Understanding Breast Satisfaction in the Preoperative Breast Reconstruction Patient
Robert Allen, Jr., MD1, Meghana Shamsunder, MPH1, Thais Polanco, MD1, Aadit Patel, MD1, Nikhil Sobti, MS1, Colleen McCarthy, MD1, Evan Matros, MD MMSc MPH1, Joseph Dayan, MD1, Joseph Disa, MD1, Peter Cordeiro, MD1, Andrea Pusic, MD2, Babak Mehrara, MD1, Jonas Nelson, MD1.
1Memorial Sloan Kettering Cancer Center, New York, NY, USA, 2Brigham and Women's Hospital, Boston, MA, USA.
Background: This study aims to delineate factors affecting preoperative breast satisfaction using the BREAST-Q in patients prior to post-mastectomy breast reconstruction.
Methods: Preoperative BREAST-Q data for women undergoing post-mastectomy breast reconstruction at a tertiary care center were prospectively collected from 2009 - 2017 as routine clinical care. The distribution of breast satisfaction scores failed normality assumptions for linear regression, therefore ordinal logistic regression was utilized. Scores were categorized into quartiles and age, BMI, race, Charlson Comorbidity Index (CCI), hypertension, diabetes, malignancy history, preoperative chemotherapy and radiation, and smoking were inputted as predictors into the model.

• _EXERCISE DIRECTIONS_
From the breast reconstruction abstract, list every author whose listed credentials include a degree other than MD. The rows that come next were taken from a separate source.

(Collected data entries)

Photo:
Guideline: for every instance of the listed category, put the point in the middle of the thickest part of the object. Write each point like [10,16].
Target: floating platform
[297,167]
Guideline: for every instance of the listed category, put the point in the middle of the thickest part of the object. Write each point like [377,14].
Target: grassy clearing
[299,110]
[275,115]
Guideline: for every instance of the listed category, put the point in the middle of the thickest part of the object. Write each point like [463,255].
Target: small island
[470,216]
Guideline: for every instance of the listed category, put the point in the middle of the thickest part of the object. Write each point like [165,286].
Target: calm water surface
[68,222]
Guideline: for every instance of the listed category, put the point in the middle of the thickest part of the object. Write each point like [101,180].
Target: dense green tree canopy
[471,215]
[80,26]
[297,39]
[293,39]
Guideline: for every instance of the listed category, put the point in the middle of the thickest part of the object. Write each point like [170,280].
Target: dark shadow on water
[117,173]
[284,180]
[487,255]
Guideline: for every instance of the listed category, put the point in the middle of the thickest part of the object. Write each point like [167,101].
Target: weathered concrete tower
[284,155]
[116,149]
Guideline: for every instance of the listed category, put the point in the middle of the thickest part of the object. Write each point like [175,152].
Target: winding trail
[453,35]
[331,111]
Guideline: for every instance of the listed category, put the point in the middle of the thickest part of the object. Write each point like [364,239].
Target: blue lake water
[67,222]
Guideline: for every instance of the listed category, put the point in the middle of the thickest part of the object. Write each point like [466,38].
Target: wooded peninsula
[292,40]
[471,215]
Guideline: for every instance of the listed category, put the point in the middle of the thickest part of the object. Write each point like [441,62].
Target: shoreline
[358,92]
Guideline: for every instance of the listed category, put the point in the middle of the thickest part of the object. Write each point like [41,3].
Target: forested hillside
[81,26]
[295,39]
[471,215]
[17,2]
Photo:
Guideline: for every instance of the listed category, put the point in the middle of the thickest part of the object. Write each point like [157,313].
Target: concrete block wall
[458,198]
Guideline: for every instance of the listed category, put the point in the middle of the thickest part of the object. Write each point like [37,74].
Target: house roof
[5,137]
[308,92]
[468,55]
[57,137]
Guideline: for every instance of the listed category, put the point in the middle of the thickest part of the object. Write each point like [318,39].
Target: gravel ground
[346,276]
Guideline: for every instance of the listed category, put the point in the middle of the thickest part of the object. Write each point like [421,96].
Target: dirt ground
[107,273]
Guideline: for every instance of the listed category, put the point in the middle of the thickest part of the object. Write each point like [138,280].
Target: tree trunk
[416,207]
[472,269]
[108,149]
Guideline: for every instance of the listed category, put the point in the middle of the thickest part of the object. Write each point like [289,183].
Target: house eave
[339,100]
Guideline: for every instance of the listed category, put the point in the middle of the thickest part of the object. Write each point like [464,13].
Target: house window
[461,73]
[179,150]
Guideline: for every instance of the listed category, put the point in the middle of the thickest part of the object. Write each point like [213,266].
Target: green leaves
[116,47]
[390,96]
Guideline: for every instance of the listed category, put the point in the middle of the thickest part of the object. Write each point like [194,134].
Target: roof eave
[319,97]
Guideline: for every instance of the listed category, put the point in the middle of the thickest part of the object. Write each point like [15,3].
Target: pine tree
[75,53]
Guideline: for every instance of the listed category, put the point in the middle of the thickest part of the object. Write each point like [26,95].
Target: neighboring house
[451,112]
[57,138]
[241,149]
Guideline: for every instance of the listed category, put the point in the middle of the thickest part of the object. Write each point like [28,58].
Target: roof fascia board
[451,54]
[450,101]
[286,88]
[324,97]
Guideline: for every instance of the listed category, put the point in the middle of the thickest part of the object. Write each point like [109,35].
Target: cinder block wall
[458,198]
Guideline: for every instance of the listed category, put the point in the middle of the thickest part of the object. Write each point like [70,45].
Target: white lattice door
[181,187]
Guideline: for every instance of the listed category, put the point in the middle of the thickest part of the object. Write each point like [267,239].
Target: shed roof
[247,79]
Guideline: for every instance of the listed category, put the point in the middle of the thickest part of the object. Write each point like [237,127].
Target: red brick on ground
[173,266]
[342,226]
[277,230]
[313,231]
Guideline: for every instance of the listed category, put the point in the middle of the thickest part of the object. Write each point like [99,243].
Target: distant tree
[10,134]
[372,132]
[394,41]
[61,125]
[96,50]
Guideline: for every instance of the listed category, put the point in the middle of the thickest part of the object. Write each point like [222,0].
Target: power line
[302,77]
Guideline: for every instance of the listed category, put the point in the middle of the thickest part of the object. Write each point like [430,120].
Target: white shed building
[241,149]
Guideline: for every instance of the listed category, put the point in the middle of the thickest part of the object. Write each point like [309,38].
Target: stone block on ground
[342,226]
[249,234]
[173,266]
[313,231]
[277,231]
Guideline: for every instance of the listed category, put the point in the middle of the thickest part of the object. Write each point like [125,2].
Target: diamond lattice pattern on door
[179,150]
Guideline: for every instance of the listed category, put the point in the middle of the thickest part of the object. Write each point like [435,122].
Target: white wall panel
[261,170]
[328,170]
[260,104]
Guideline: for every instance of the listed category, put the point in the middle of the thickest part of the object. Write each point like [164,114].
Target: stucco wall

• _WRITTEN SOLUTION_
Meghana Shamsunder (MPH), Nikhil Sobti (MS), Evan Matros (MD MMSc MPH)